(Extracted data begins)

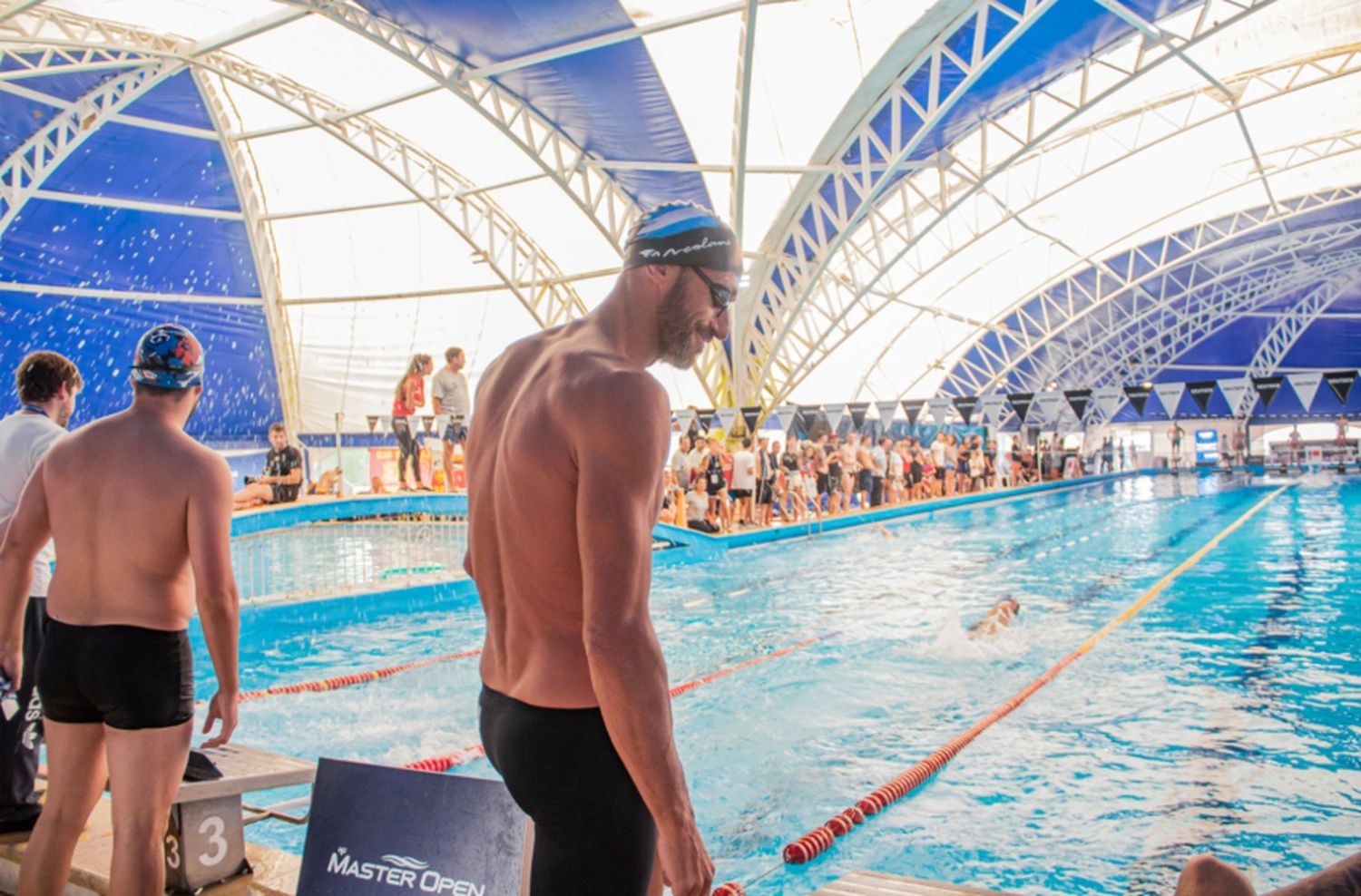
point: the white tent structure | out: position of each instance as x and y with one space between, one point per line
960 198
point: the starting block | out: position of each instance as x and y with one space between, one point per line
206 836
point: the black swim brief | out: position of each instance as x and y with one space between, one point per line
124 676
592 833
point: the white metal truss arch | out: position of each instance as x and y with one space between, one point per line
784 285
592 190
32 162
1282 161
1148 275
1288 331
509 252
1029 181
260 234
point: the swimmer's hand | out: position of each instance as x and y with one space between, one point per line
685 863
220 707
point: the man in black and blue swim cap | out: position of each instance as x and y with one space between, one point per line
563 460
141 515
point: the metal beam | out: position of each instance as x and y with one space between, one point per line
263 249
503 244
609 209
794 285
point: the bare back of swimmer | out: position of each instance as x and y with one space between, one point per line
565 458
141 515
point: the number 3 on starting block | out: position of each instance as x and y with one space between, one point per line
204 843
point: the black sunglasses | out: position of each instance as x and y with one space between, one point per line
720 294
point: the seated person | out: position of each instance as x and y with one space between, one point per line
999 616
327 482
282 477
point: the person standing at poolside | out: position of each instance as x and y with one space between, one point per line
449 394
407 400
574 707
141 515
46 384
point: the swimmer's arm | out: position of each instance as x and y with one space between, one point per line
210 555
21 540
617 504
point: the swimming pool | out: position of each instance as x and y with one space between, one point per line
1225 716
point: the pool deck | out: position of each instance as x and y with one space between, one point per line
275 873
876 884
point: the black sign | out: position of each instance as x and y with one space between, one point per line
1202 392
1268 386
1341 383
1078 400
965 405
381 830
1138 397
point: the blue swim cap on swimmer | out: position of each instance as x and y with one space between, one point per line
682 234
168 356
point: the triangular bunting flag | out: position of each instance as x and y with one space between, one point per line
1021 403
857 413
1078 400
1306 386
1048 405
965 405
1170 394
1138 397
1341 383
1107 399
1268 388
1202 392
993 407
1233 392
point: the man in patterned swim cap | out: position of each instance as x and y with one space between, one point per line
574 707
141 514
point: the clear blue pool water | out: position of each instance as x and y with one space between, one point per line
1225 716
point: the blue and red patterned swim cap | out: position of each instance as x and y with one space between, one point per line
168 356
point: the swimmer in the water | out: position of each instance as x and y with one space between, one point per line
1002 613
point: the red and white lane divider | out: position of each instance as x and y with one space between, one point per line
825 835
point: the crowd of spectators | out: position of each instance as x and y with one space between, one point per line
713 488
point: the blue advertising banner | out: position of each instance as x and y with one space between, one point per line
383 830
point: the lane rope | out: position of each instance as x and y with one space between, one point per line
825 835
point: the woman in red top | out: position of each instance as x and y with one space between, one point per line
408 399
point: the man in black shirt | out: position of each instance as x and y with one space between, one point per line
282 477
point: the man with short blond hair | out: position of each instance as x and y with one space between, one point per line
46 384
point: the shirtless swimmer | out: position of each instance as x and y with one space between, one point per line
574 707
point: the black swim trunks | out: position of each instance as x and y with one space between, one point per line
124 676
592 833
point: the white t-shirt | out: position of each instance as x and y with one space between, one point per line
451 389
24 438
745 471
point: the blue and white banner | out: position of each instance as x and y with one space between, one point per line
380 830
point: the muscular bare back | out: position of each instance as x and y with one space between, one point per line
119 496
539 405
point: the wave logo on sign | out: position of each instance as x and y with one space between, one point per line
402 872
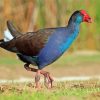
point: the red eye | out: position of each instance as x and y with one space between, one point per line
86 17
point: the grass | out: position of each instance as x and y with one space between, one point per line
65 59
70 90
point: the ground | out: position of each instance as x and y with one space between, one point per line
68 65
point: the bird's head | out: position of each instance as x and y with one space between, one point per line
80 16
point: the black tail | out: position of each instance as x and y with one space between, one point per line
12 29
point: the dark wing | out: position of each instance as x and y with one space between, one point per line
13 30
31 43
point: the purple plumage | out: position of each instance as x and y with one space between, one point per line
44 46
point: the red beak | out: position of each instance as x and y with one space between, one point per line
86 17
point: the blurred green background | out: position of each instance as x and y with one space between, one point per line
31 15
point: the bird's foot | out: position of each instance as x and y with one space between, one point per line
26 66
47 79
37 80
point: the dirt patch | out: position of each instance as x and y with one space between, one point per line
83 69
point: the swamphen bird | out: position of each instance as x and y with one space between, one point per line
44 46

(Extracted data ends)

__Work required__: Copy all of the data above exactly. Leave out every picture.

__Exercise answer__:
point: the white tent structure | out: position of each instance as x and y with one space between, one point per line
960 198
point: the starting block | out: position of each instance as x and y with one space between, one point per line
206 836
point: the black swim brief | out: position of each instance as x and y with one space between, one point per line
124 676
592 833
point: the white metal truss arch | out: position of each instance as x and y with one space between, one point per line
784 285
592 190
32 162
1282 161
1148 275
1288 331
509 252
1029 181
260 234
point: the swimmer's hand | out: position of each instance as x and y with one space between, one point per line
685 863
220 707
point: the man in black and blue swim cap | out: position of each instance as x and y with one space between, one point per line
563 460
141 515
point: the metal beam | out: position of each instance as x and y with one space between, one point per line
263 249
503 244
609 209
794 285
point: the bare back of swimmer | out: position of each instance as x and y with one space between, one point per line
565 458
141 515
point: the number 3 on starting block | out: position of each instance as x and y with one space between, one point per line
204 843
point: the black sunglasses | out: position of each instance as x and y with one space between, one point per line
720 294
point: the seated person | out: position of each instance as x and y with one space between, one point per line
999 616
327 482
282 477
point: the person standing at poolside | out: position of each instance as x and y with one space between, one point per line
449 394
407 400
574 707
141 515
46 384
point: the swimmer's arm | out: position of each instance as x and y with one space between, one point per line
210 555
21 540
617 504
point: the swimming pool | out: position of each instance as x and y with one space between, one point per line
1225 716
point: the pool deck | out: position of each instance as x and y with one space between, one point per line
275 873
876 884
point: the black sign | out: position of each instance as x and y with one space between, one point per line
1202 392
1268 386
1341 383
1078 400
965 405
381 830
1138 397
point: the blue swim cap on swimmer | out: position of each instance as x and y with one space between, one point per line
682 234
168 356
point: the triangular bunting flag | out: position of each instance as x and y with one space between, one point per line
1021 403
857 413
1078 400
1306 386
1048 405
965 405
1170 394
1138 397
1341 383
1107 399
1268 388
1202 392
993 407
1233 392
point: the man in patterned swim cap | out: position of each instance as x and y with one space between, one point per line
574 707
141 514
point: the clear blue pool water | out: position of each instance as x and y with one space between, one point per line
1225 716
point: the blue and red patterned swim cap | out: position of each instance as x and y with one space between, one point per line
168 356
point: the swimmer in the water | out: position of each instance as x and y with one space between, one point per line
1002 613
point: the red and white lane divider | out: position of each instance as x and y with one space between, one point per line
825 835
point: the crowd of spectators | out: position of each instance as x and y with one space between, one point per line
713 488
point: the blue advertising banner | out: position of each instance as x and y with one space between, one point per line
383 830
point: the lane rope | out: position of each instance as x and y with one space between, one point per line
825 835
point: the woman in red top | out: position of each instance as x and y with one space between, one point per line
408 399
point: the man in black shirt | out: position of each instance as x and y with one space between, one point per line
282 477
point: the man with short blond hair | out: position of each instance as x and y with one space between, one point per line
46 384
point: the shirtless swimmer | out: position of each instance as x and y with one space between, one point per line
574 707
point: the black swim trunks | out: position of each instance as x and y with one space between, one point per line
124 676
592 833
point: the white t-shirt | out: position of each instance as x and y with one space between, one point per line
451 389
24 438
745 471
point: the blue and white banner | out: position of each instance as x and y with one space between, one point per line
380 830
point: the muscular bare back | out: position of each instance as x and y with one space between, one point per line
119 496
539 405
point: the wave logo on sign | out: position of each instance as x and y with one space between, one point per line
402 872
point: the red eye | out: position of each instance as x and y with one space between, one point per line
86 17
point: the grass | out: position of each instance as x and y with one space between, one point per line
65 59
70 90
point: the ground | out: position of each instance as x and y with one space between, one point per line
68 65
point: the bird's head | out: position of each instance as x and y with one space between, one point per line
80 16
point: the black tail | out: position of each instance as x and y with one space between, one point per line
12 29
point: the dark wing | out: position of each instance as x and y with one space between, one point per line
13 30
31 43
point: the purple plumage | out: position of each instance as x and y with one space between, one point per line
44 46
point: the red beak | out: position of each instance as x and y with one space between, one point per line
86 17
point: the blurred green background | out: position of each instance as x and y with one space between, one point per line
31 15
point: the bird's foot | out: position of each instance as x and y with one space between, one point per line
26 66
47 79
37 80
point: the dirt patch | out: position of each instance as x and y with one space between, one point per line
83 69
point: the swamphen bird | out: position of each instance as x and y with one space between, one point per line
44 46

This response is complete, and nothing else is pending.